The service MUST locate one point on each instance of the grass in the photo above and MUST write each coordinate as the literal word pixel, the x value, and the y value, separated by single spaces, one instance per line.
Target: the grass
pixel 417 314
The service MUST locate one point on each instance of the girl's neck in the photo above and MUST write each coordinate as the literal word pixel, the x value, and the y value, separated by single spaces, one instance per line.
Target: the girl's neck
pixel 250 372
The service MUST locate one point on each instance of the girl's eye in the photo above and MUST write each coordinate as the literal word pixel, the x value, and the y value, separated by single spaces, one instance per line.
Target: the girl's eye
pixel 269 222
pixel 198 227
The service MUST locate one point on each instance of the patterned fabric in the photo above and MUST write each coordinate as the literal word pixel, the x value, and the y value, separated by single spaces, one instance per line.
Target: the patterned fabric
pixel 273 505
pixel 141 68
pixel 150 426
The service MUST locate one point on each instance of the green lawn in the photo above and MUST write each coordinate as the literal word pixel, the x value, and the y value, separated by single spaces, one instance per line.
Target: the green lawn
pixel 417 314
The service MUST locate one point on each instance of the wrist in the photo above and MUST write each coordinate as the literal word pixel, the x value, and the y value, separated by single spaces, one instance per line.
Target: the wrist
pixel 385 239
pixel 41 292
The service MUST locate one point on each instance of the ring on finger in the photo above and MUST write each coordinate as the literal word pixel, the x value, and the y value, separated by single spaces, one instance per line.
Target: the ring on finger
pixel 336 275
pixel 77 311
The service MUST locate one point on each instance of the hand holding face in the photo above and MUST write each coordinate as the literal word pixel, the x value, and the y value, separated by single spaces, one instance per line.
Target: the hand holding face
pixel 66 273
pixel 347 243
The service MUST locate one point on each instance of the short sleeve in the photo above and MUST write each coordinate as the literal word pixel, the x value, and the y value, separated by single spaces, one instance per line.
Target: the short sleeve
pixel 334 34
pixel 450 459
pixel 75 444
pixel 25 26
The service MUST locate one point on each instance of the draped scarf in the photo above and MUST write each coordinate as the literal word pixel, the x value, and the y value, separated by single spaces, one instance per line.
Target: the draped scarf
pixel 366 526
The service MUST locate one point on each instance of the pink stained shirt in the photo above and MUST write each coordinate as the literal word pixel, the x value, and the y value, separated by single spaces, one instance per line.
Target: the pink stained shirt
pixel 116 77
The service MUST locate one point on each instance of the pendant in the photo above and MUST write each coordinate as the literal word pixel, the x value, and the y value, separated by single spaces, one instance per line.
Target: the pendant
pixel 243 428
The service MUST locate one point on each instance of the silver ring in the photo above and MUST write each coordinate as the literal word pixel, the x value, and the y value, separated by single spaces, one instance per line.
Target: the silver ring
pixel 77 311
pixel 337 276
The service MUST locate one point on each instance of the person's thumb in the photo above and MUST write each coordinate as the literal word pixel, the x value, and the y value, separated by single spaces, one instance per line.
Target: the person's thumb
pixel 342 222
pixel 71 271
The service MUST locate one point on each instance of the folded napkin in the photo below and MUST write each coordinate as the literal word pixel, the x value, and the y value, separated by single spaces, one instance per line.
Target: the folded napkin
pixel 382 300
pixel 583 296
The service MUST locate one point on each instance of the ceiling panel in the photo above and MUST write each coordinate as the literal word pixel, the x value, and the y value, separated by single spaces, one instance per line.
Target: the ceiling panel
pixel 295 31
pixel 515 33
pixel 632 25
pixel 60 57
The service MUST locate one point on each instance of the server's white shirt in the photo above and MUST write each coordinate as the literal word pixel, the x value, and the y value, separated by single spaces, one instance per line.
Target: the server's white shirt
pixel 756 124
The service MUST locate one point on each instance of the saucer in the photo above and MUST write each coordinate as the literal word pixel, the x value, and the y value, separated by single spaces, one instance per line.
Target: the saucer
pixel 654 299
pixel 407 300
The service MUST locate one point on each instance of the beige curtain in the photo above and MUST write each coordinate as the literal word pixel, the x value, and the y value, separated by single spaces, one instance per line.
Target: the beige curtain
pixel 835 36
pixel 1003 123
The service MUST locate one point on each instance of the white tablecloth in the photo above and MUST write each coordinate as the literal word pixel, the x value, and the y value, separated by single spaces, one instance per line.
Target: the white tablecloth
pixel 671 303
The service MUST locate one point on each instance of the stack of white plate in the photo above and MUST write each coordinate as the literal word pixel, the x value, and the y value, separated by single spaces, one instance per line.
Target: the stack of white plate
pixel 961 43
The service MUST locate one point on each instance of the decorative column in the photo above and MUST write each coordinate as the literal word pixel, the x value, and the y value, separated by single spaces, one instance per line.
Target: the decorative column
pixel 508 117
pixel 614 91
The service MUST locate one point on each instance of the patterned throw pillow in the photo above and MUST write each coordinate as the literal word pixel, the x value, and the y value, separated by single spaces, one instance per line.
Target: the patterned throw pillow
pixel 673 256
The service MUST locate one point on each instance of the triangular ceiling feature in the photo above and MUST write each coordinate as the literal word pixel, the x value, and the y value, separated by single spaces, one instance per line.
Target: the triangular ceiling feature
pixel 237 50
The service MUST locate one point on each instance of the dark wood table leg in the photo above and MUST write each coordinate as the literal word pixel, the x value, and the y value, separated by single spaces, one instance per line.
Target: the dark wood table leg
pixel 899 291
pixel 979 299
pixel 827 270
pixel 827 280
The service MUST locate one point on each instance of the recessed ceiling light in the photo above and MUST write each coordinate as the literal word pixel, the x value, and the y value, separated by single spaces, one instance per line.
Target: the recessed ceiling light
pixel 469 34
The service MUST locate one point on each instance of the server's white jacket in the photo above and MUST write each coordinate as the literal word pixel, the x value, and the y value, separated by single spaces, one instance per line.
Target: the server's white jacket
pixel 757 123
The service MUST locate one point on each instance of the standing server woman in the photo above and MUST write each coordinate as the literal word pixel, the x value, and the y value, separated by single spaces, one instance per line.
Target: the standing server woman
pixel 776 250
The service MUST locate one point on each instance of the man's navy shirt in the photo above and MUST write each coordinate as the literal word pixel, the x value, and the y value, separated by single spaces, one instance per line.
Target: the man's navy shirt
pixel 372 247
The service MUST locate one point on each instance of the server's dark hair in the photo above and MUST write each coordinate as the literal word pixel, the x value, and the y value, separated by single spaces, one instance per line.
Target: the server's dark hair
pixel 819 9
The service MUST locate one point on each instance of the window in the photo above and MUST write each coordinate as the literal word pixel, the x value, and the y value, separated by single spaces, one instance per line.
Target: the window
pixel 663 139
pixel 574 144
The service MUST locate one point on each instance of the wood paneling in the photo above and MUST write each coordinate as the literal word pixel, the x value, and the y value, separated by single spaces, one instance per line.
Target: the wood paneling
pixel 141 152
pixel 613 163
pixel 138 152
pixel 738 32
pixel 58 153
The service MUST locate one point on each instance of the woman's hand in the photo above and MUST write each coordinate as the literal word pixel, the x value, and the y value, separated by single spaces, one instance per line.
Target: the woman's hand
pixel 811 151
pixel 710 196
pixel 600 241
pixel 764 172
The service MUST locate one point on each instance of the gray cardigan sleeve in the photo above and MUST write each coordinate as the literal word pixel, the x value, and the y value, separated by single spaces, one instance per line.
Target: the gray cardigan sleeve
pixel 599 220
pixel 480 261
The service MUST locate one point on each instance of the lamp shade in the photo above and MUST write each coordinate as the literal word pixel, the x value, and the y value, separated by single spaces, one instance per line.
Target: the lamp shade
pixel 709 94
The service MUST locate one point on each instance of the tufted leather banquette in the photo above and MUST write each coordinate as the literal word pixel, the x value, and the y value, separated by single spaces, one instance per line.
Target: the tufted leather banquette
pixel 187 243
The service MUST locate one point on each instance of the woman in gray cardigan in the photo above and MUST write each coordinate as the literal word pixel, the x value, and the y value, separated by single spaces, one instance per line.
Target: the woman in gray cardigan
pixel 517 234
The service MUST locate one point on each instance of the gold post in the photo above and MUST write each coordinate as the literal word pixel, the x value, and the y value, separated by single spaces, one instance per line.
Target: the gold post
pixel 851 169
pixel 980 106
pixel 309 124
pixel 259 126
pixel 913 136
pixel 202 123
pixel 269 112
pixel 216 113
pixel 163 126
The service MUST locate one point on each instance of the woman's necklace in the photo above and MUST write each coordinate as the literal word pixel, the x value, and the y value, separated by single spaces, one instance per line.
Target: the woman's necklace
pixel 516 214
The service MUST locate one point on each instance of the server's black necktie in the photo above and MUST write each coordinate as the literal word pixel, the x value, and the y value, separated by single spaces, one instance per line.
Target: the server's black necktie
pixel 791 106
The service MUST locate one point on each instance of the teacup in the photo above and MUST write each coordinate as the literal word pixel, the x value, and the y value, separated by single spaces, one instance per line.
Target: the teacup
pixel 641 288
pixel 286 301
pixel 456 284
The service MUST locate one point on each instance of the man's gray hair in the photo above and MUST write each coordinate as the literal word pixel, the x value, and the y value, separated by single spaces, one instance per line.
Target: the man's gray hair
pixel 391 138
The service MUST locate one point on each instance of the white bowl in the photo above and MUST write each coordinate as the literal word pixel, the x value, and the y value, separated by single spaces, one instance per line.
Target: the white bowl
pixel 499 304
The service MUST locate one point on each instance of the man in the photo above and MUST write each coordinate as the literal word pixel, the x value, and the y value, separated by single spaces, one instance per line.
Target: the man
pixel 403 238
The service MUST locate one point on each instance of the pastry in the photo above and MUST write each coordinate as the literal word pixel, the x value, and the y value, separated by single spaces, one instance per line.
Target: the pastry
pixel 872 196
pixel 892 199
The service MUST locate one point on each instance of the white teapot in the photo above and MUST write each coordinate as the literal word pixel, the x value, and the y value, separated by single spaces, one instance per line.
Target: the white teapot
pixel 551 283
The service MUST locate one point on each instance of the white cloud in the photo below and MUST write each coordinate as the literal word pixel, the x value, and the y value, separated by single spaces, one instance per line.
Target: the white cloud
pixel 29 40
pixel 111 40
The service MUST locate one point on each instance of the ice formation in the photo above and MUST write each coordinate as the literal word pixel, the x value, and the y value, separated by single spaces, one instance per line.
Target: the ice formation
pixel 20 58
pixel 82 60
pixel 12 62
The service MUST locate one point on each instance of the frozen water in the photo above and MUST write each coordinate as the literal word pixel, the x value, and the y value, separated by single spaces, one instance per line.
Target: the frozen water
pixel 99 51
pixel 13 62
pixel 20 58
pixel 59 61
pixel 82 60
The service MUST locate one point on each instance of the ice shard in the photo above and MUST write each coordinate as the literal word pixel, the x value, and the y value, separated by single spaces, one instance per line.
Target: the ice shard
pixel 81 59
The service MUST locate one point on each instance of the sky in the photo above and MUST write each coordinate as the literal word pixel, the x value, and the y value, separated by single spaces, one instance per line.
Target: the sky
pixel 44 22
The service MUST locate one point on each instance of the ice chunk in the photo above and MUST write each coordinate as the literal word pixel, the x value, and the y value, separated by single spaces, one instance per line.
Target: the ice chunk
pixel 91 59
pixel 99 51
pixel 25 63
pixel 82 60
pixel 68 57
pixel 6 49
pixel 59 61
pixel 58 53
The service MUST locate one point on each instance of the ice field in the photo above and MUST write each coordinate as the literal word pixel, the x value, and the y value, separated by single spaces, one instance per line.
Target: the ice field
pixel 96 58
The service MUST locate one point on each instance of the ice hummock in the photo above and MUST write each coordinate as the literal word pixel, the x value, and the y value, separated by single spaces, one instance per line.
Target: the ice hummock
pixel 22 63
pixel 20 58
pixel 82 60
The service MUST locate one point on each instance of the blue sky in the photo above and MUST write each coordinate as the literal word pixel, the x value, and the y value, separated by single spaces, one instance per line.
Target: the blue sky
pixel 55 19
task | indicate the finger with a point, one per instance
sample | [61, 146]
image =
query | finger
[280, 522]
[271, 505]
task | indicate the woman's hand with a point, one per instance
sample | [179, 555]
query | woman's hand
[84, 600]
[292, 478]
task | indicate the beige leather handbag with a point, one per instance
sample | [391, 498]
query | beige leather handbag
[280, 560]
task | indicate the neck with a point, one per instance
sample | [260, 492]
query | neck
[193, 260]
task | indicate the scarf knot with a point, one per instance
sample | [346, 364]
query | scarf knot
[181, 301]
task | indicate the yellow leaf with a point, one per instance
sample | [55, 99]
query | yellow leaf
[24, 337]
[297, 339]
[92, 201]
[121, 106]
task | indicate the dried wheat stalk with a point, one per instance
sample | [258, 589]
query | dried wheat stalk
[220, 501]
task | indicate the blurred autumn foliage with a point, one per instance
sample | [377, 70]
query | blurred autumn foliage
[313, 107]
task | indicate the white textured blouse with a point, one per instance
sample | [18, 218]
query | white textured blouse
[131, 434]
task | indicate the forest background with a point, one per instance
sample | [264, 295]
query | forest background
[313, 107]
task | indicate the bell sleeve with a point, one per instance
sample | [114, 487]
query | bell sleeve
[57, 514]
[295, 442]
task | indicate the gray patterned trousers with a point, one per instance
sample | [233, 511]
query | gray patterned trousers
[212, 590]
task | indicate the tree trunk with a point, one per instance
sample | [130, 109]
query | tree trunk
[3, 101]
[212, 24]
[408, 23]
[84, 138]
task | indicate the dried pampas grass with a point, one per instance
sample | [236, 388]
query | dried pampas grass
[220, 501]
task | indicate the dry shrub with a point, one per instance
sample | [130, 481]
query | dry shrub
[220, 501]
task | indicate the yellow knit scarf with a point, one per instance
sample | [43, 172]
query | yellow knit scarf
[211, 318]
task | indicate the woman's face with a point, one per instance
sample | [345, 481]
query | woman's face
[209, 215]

######

Prompt
Retype the part that opens with the line containing "of the gray" and closes with the line containing "pixel 709 94", both of those lines included, with every line kept unchanged.

The answer
The service MUST locate one point on each instance of the gray cardigan sleeve in the photo above and MUST write each coordinate as the literal word pixel, the x value, and the y value, separated by single spaces, one instance per line.
Target: the gray cardigan sleeve
pixel 599 220
pixel 480 261
The service MUST locate one point on each instance of the lamp shade in the photo above and MUST write each coordinate as the literal word pixel, the x value, and the y value, separated by single spaces, one instance per line.
Target: the lamp shade
pixel 709 94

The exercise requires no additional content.